Stored records:

[Start of section]

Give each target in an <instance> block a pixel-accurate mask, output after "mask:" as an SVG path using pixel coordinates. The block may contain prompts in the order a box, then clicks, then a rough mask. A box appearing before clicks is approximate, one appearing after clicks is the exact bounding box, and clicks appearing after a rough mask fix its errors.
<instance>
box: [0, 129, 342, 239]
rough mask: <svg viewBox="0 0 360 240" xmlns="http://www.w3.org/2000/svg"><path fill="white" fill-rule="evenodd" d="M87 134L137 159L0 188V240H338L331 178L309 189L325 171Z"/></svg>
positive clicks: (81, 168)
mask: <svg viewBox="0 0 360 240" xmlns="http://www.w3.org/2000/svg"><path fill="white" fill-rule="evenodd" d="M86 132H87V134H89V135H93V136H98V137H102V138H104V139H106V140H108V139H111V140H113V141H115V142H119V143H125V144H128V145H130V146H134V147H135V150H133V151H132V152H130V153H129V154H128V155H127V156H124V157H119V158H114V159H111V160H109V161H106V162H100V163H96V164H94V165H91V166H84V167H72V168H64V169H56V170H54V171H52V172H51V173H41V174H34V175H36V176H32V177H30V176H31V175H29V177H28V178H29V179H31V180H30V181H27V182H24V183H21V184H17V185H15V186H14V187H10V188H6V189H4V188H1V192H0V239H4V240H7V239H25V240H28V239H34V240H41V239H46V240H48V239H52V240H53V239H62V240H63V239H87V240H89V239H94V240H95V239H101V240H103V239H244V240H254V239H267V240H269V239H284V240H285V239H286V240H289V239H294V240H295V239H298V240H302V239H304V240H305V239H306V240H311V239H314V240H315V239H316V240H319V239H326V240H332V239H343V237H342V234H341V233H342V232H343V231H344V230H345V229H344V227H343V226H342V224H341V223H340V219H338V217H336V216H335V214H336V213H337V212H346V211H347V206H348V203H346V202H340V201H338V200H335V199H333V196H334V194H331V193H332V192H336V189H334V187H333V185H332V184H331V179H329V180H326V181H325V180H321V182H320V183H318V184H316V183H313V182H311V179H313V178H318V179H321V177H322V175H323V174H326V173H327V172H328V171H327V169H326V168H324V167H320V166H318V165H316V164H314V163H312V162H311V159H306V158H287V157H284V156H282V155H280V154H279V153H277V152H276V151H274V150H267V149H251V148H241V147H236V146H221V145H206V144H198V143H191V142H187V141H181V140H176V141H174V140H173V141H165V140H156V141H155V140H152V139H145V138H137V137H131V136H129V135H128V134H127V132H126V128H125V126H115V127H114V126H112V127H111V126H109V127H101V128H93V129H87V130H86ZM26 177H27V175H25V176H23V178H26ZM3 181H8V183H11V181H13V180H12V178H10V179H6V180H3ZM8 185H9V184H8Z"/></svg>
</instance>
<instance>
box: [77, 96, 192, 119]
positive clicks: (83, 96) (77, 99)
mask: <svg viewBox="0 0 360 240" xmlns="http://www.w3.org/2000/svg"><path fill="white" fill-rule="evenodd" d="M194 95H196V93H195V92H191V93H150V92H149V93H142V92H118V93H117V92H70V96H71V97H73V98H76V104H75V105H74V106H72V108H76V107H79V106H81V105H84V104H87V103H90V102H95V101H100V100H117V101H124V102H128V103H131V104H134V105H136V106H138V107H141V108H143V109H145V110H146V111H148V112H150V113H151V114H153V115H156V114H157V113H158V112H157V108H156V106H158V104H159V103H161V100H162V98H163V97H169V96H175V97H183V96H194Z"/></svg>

[End of section]

### Work to be completed
What is needed is an exact repetition of the lines from the first line of the records through the line containing "rough mask: <svg", both ends included, and nothing more.

### Result of this exercise
Give each target in an <instance> block a pixel-accurate mask, output after "mask:" as an SVG path using pixel coordinates. The block may contain prompts in the order a box, then clicks, then a rough mask. A box appearing before clicks is approximate, one appearing after clicks is the exact bounding box, and clicks appearing after a rough mask fix its errors.
<instance>
box: [0, 129, 342, 239]
rough mask: <svg viewBox="0 0 360 240" xmlns="http://www.w3.org/2000/svg"><path fill="white" fill-rule="evenodd" d="M87 134L137 159L0 188V240H338L331 178L309 189L325 171Z"/></svg>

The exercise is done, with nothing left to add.